Goal of the exercise:
In the entries below, find the line with "Practice. For this step, pick out the large", then set it down exactly along with each line after it to the end, skipping any pictures.

Point-per-instance localization data
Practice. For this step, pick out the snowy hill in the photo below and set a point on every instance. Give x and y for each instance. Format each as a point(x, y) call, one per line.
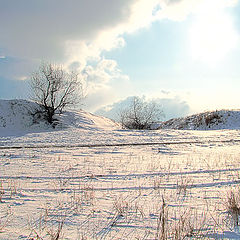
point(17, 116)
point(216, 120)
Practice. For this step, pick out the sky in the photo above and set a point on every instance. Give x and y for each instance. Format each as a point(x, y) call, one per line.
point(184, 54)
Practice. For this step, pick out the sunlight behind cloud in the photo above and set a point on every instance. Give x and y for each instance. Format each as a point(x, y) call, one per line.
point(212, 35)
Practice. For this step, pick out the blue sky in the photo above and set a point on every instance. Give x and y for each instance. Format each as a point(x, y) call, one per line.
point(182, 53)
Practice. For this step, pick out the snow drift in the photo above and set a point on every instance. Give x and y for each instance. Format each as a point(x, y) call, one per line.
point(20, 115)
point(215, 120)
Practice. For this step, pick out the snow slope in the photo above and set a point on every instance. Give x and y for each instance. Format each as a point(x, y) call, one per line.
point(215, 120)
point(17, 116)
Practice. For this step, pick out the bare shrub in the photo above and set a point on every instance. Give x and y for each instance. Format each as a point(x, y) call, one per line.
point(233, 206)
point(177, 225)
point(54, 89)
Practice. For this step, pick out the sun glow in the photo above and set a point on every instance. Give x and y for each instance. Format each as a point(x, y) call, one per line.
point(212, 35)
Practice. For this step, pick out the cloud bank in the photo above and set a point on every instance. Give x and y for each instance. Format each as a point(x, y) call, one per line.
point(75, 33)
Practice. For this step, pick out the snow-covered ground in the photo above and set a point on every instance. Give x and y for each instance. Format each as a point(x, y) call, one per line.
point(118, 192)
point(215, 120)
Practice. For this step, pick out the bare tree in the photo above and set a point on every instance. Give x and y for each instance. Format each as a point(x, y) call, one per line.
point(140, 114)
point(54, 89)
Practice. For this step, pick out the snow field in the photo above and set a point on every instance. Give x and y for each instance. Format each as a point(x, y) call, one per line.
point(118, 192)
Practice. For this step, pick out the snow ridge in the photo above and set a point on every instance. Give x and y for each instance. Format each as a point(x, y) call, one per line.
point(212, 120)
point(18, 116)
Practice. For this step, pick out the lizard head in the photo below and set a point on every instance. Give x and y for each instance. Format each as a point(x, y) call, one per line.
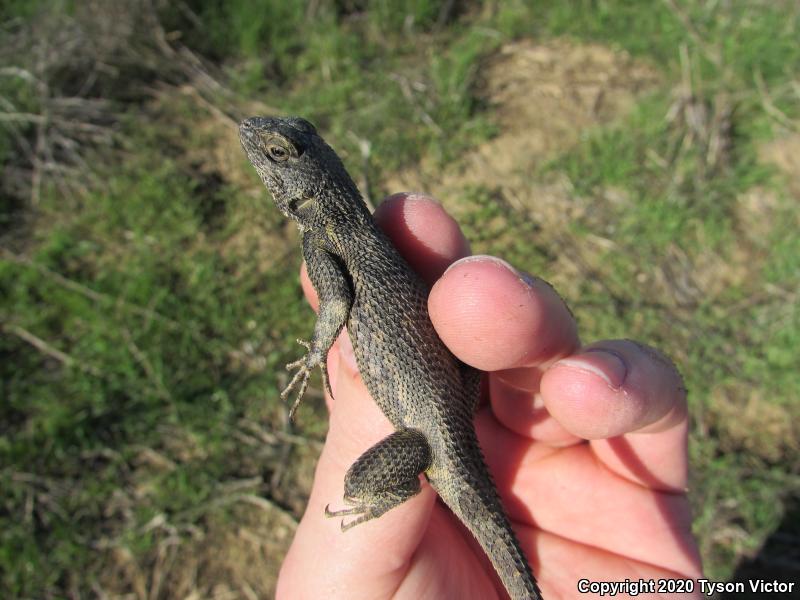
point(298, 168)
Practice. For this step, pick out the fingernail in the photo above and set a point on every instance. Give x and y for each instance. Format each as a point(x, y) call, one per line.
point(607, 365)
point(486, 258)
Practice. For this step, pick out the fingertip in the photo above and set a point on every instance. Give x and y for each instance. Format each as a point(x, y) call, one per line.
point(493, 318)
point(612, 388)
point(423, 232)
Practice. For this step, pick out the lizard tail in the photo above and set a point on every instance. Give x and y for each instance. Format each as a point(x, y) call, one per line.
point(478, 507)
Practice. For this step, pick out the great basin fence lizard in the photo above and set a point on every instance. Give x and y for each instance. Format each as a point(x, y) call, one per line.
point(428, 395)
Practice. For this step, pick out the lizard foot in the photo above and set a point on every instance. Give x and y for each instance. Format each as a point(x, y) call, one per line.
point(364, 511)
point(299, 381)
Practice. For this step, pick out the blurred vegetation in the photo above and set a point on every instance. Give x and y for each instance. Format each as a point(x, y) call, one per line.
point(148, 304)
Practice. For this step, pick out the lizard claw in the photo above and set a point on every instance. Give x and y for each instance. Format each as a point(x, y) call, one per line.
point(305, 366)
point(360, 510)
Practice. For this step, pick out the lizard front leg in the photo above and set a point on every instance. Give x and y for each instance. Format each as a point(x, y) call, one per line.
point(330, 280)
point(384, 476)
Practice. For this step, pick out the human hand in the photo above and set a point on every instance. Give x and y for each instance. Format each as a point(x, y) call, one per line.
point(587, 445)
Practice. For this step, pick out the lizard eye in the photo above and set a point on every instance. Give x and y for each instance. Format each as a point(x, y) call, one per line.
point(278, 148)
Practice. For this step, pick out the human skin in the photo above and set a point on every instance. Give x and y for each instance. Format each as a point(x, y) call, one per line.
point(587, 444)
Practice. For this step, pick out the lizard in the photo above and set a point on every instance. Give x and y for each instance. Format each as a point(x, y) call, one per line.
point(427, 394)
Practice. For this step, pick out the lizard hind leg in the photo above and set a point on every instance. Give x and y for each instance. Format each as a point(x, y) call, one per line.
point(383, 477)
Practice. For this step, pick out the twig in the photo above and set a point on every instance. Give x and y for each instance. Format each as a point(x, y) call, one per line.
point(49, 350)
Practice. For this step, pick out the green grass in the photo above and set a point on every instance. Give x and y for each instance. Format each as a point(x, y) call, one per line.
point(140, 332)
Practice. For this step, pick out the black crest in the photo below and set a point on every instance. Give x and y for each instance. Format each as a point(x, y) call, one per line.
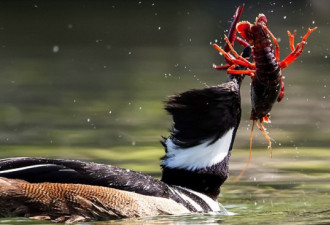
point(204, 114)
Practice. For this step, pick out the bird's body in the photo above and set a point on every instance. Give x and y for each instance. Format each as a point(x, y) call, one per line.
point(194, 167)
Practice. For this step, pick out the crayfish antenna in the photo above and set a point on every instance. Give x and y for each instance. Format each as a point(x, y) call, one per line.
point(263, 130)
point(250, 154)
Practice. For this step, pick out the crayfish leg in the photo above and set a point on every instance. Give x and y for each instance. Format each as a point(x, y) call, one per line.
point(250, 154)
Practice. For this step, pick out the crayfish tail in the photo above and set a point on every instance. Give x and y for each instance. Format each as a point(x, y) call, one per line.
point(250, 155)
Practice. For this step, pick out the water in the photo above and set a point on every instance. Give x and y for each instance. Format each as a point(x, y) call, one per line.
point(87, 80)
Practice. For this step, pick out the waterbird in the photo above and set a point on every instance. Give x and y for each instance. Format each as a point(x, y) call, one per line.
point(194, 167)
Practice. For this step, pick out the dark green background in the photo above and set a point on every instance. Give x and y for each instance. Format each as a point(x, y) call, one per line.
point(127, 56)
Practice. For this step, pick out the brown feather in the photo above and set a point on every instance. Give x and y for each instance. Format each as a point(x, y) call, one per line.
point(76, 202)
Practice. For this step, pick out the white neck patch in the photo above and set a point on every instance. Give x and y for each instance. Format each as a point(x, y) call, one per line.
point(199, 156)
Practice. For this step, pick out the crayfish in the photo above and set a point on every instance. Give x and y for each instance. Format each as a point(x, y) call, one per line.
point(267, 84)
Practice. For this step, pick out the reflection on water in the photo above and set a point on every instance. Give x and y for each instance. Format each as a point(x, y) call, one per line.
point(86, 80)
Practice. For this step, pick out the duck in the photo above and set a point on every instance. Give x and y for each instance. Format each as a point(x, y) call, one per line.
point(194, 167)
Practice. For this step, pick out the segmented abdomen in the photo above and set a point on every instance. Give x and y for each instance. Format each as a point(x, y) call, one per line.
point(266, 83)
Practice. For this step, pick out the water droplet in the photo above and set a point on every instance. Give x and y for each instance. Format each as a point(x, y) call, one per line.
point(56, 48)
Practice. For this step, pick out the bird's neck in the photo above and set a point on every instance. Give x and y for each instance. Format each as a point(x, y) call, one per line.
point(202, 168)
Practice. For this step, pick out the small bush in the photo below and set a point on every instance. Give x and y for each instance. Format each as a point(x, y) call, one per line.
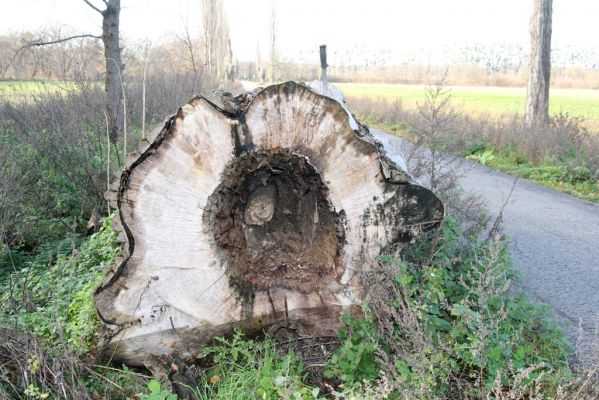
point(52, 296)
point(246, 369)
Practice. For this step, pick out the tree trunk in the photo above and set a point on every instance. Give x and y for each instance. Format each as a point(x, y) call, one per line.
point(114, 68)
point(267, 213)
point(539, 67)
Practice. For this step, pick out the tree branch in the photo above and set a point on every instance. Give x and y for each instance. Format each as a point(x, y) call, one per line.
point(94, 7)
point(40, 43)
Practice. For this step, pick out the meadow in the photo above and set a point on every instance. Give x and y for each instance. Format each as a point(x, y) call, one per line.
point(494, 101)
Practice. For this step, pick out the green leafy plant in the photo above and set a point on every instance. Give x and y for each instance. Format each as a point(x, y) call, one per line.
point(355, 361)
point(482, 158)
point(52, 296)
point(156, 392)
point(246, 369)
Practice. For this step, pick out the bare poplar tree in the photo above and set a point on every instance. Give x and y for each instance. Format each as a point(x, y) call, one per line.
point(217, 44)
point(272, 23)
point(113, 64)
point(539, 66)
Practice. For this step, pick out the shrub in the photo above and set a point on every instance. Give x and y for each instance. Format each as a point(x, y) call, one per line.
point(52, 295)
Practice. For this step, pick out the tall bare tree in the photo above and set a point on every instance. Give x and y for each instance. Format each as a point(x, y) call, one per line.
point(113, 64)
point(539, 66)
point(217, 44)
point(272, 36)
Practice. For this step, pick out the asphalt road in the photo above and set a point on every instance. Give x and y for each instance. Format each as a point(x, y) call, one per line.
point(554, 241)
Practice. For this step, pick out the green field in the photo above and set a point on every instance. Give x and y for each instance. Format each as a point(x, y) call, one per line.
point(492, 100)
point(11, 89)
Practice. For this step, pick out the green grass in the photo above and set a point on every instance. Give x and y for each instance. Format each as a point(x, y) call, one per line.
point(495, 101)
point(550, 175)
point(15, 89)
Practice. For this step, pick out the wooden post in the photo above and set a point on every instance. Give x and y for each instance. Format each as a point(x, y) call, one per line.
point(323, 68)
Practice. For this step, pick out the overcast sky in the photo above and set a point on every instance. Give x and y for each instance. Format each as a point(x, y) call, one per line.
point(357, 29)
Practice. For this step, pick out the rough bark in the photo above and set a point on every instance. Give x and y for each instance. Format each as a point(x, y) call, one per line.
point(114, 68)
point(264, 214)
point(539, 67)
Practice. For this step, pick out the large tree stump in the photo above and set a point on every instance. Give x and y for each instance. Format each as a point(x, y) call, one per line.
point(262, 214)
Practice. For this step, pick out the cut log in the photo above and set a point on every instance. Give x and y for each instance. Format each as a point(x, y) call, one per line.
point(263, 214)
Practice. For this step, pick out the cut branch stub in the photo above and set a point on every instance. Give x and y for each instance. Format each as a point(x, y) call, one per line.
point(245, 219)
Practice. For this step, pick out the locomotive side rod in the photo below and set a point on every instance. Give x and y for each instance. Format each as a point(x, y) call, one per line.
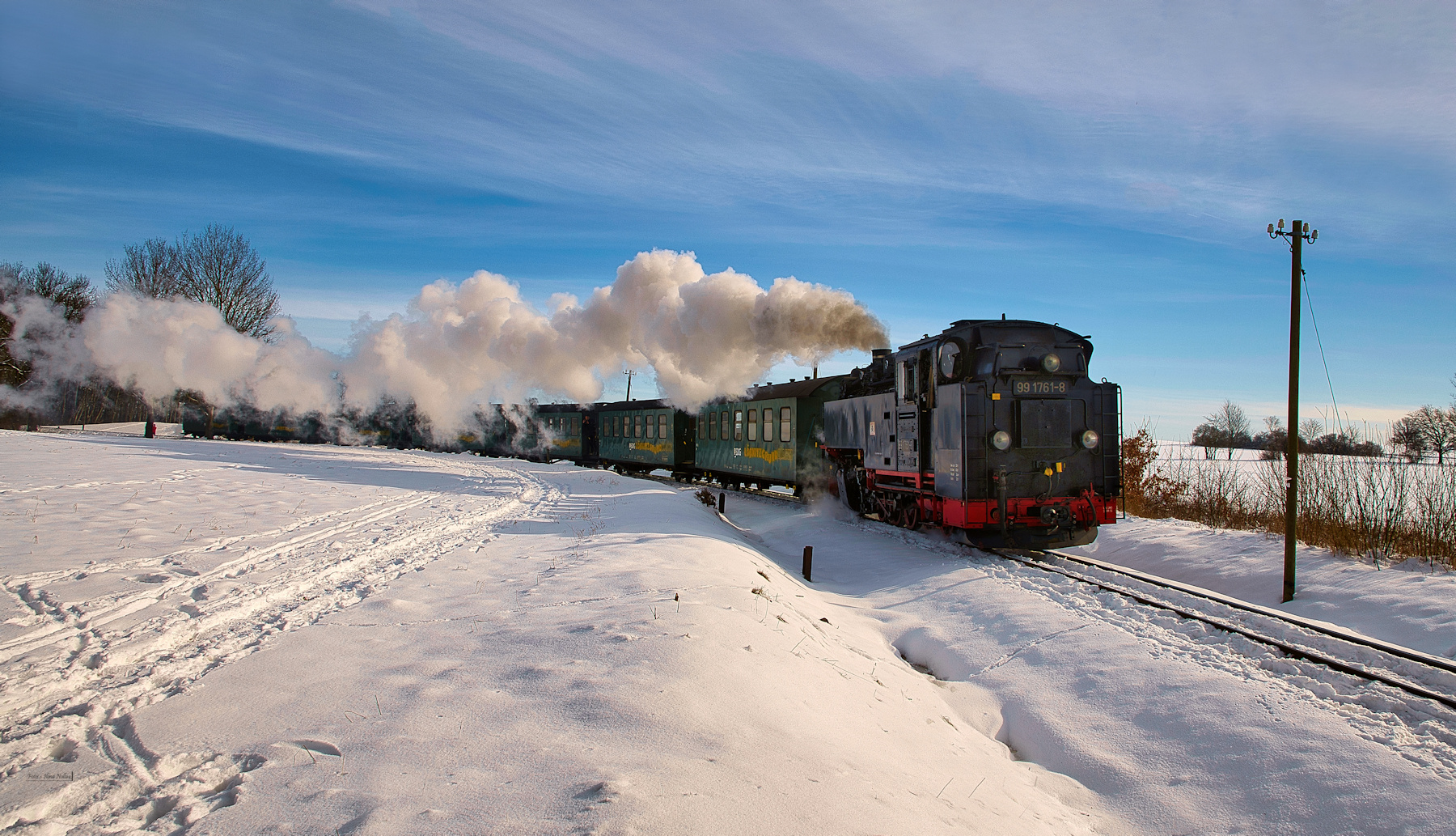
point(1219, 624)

Output for this exercise:
Practice. For this step, pick out the large tree stump in the photo above and set a point on every instance. Give x and y for each instance. Format each as a point(x, y) call, one per line.
point(262, 214)
Practice. For this step, pick out the cut log in the photo above and set a point on every instance. Give x and y for each instance. Format each as a point(x, y) call, one per line.
point(263, 214)
Practice. For this step, pick out the cut branch stub in the photo above and set a point on every instance. Give x and y for each instance. Format each as a point(x, y) call, one per line.
point(245, 219)
Practice. For this step, pick out the locomotive side rod in the photo below and set a point on every instance. Give x and y for each instance. Format each as a point(x, y) call, one per line.
point(1219, 624)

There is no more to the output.